Copy out word for word the part that opens with the line containing "of the grey" and closes with the line containing "Target: grey stone building", both lines included.
____
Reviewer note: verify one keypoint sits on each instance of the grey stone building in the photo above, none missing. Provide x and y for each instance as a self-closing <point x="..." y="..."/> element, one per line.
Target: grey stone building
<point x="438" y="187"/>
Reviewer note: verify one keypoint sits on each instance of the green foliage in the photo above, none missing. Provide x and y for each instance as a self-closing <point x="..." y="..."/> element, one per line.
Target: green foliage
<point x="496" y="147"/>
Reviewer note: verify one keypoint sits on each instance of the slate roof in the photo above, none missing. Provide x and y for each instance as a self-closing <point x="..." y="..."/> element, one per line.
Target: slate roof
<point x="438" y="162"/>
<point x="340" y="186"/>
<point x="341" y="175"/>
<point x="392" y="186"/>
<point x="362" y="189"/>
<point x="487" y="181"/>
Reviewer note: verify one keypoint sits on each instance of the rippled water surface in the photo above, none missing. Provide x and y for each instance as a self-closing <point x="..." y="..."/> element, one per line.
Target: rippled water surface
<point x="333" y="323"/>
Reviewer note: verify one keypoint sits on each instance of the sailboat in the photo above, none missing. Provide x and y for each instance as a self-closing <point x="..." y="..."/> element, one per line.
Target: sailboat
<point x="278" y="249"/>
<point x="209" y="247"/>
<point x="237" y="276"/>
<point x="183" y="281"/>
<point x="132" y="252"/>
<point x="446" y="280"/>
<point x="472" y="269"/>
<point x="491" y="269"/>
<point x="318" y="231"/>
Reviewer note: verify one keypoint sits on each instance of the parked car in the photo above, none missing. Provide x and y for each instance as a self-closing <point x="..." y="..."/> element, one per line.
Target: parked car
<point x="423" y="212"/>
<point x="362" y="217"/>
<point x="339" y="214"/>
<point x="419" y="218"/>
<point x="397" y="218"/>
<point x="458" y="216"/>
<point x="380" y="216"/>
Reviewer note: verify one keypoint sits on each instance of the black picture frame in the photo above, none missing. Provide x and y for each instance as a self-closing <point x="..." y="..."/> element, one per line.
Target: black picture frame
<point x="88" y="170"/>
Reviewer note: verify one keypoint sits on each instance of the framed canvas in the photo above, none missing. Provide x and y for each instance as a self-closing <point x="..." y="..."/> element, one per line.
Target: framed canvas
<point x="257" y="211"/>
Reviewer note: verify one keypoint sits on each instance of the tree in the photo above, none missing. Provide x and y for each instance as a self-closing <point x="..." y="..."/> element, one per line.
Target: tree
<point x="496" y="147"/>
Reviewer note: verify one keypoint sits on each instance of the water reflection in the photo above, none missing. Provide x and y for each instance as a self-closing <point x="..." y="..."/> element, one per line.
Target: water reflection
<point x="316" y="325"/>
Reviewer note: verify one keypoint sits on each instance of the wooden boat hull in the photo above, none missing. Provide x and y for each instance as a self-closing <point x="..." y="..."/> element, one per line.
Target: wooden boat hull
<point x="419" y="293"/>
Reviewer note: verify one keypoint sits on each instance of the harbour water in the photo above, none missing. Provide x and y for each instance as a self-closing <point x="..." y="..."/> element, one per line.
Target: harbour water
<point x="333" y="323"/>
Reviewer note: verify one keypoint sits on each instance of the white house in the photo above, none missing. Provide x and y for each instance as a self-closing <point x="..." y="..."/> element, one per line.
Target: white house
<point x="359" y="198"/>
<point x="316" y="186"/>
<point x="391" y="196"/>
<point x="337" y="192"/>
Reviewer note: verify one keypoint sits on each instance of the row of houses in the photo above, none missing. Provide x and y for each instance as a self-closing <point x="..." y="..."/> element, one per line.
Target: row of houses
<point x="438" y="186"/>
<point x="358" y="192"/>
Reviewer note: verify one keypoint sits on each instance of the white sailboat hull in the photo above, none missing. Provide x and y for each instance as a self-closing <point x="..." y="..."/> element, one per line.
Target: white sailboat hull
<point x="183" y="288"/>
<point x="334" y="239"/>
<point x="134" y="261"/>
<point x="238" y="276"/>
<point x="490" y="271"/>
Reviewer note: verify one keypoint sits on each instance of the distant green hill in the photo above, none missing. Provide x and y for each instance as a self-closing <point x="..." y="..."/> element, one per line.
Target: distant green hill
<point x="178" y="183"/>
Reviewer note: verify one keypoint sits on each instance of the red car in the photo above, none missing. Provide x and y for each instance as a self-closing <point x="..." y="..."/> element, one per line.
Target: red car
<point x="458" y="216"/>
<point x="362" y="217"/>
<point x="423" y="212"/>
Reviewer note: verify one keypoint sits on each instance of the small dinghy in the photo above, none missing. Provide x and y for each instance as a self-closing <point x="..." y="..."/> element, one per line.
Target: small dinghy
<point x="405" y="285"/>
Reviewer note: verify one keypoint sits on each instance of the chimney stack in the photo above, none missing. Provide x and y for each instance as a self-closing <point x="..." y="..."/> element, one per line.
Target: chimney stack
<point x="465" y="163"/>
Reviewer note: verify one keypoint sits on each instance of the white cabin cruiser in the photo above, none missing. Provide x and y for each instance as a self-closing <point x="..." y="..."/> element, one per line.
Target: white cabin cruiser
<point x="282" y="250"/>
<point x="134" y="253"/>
____
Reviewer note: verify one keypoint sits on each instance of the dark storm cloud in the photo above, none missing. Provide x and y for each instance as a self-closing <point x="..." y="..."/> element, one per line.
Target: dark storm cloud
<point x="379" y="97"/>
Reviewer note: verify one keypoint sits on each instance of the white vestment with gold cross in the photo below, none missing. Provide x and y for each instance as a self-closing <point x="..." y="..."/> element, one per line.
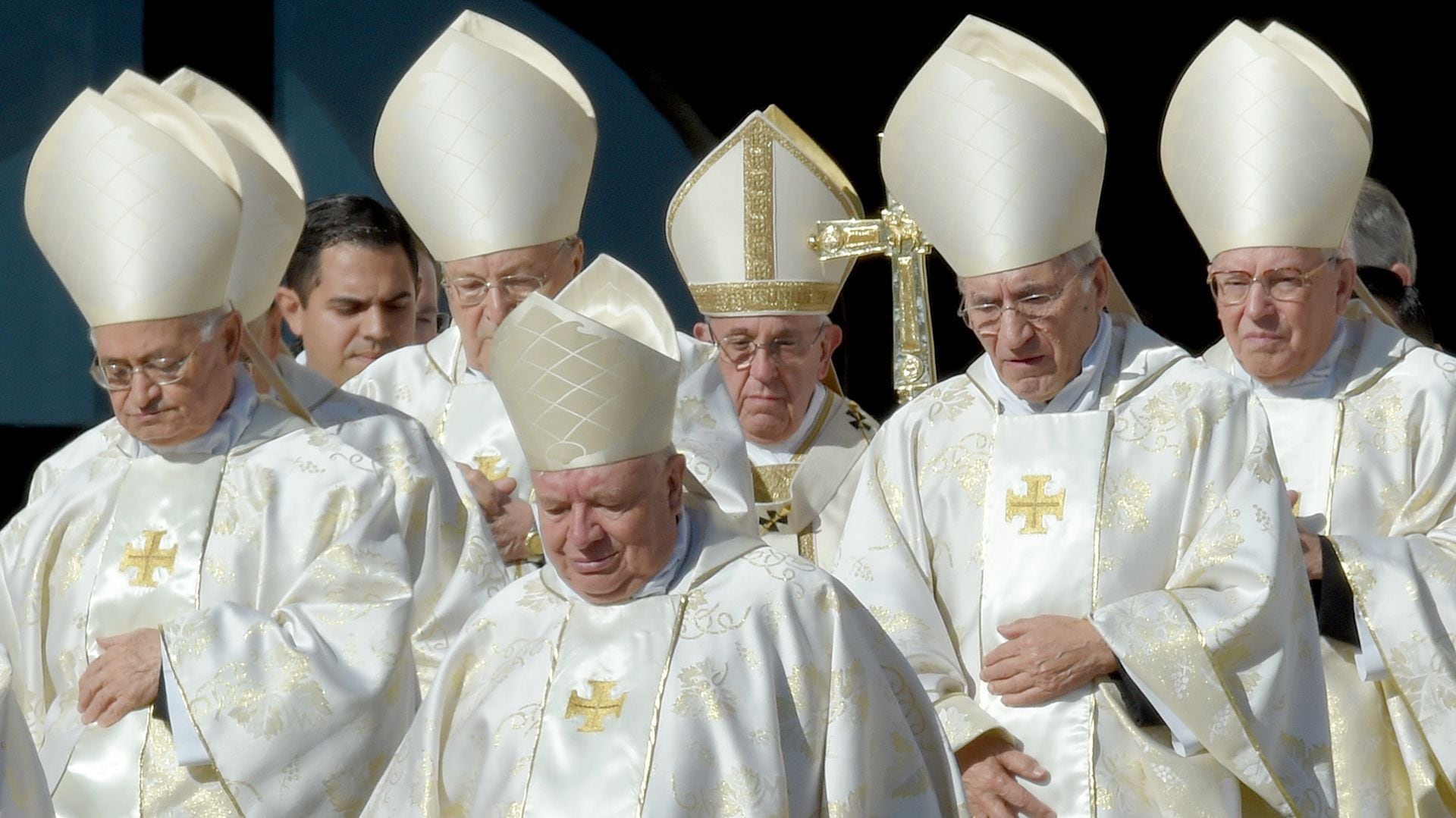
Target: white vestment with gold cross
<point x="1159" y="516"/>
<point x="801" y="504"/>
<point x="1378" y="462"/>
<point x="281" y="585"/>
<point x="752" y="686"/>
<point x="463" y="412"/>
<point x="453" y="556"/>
____
Output for this exercise:
Reviewer note: verify one keypoint sits on each instance of the grey stone building in the photo above, none missing. Provide x and y for each instance as a self-closing <point x="..." y="..."/> element, one per line.
Target: grey stone building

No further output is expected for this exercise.